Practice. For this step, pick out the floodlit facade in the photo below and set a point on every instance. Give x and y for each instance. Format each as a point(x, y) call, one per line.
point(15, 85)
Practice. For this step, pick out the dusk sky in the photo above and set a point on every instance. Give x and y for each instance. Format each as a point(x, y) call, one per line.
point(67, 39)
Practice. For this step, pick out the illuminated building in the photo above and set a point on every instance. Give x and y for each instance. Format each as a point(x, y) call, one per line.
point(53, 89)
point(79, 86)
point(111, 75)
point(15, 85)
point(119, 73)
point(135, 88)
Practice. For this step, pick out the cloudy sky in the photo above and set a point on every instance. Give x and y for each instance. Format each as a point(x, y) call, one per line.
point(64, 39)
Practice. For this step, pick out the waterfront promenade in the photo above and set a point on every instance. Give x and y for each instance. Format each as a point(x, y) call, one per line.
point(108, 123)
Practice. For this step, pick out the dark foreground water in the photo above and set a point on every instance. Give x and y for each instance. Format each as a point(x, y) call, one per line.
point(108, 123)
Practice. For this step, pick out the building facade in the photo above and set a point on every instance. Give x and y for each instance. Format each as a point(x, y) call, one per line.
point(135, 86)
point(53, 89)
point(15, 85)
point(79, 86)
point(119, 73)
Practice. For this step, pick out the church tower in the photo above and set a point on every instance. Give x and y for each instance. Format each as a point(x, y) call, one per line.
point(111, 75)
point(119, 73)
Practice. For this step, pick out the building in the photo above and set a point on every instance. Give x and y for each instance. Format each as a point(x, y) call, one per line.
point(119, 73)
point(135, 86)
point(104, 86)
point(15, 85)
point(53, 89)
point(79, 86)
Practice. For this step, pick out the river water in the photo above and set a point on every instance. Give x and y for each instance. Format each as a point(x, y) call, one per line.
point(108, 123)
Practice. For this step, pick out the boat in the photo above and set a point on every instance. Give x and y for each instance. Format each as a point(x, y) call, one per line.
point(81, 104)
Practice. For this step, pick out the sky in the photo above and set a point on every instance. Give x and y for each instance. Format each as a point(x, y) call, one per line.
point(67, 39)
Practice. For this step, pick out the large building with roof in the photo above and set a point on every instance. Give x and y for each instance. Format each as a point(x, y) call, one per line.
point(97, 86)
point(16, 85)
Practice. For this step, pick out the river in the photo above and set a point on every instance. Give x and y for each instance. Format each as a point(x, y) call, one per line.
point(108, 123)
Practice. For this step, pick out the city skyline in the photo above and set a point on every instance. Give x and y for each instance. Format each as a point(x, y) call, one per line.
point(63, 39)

───

_TASK ITEM_
Output the listing once more. Leave each word as it stands.

_EXERCISE ANSWER_
Practice. For this step, pick out the floodlit facade in the photo below and set a point on every instance. Give x and y for each instance. Format each as a point(x, y) call, one per line.
point(15, 85)
Practice. For this step, pick out the dusk sky in the photo above and set a point on every instance. Give x and y for each instance. Format each as a point(x, y) call, one per line.
point(67, 39)
Practice. For this step, pick out the illuminated building in the photo above and set a point on every instance. Give x and y for each instance. Format each as a point(x, y) call, one per line.
point(53, 89)
point(79, 86)
point(111, 75)
point(15, 85)
point(119, 73)
point(135, 88)
Practice. For this step, pick out the cloudy sky in the photo above and set a point on every instance. Give x and y for each instance. Format each as a point(x, y) call, one per line.
point(64, 39)
Practice. For this step, pick out the waterfront promenade in the photo above and set a point on every instance. Give x and y for each instance. Format each as a point(x, y) call, one per line.
point(108, 123)
Practice. For this step, pick out the dark foreground water in the photo above and set a point on every instance. Give x and y for each instance. Format each as a point(x, y) call, one per line.
point(108, 123)
Practice. For this step, pick out the building facade in the photo above and set a point on every instance. Give x and y for each instance. Format each as a point(x, y) call, one per line.
point(135, 86)
point(53, 89)
point(15, 85)
point(79, 86)
point(119, 73)
Practice. For this step, pick out the church tower in the photo above and set a point on every instance. Give x and y for each instance. Format each as a point(x, y) call, one per line.
point(111, 75)
point(119, 73)
Practice. For this step, pick out the building in the photo above and set a point on every instance. Give x and y for each instance. Format each as a point(x, y) call, one per line.
point(119, 73)
point(135, 86)
point(104, 86)
point(15, 85)
point(53, 89)
point(79, 86)
Practice. For this step, pick out the river water in the photo above and set a point on every instance. Give x and y for each instance. Format each as a point(x, y) call, one per line.
point(108, 123)
Practice. For this step, pick out the boat in the photo above and set a point on every instance. Give x and y for each instance. Format each as a point(x, y) call, one per line.
point(81, 104)
Practice. For this step, pick out the sky in the photo above and set a point on every instance. Give x and y for each instance. Format each as a point(x, y) call, one per line.
point(67, 39)
Practice. For this step, pick out the large building with roof in the photo above and set a point on every instance. Give x and y for each instance. Format each as a point(x, y) call, one per line.
point(97, 86)
point(16, 85)
Practice. For this step, pick out the river in the photo above and set a point on every instance. Give x and y for each instance. Format each as a point(x, y) call, one per line.
point(108, 123)
Practice. For this step, pick out the city skyline in the photo above and set a point on every instance. Give x and y for each instance. Format each as a point(x, y) call, one per line.
point(63, 39)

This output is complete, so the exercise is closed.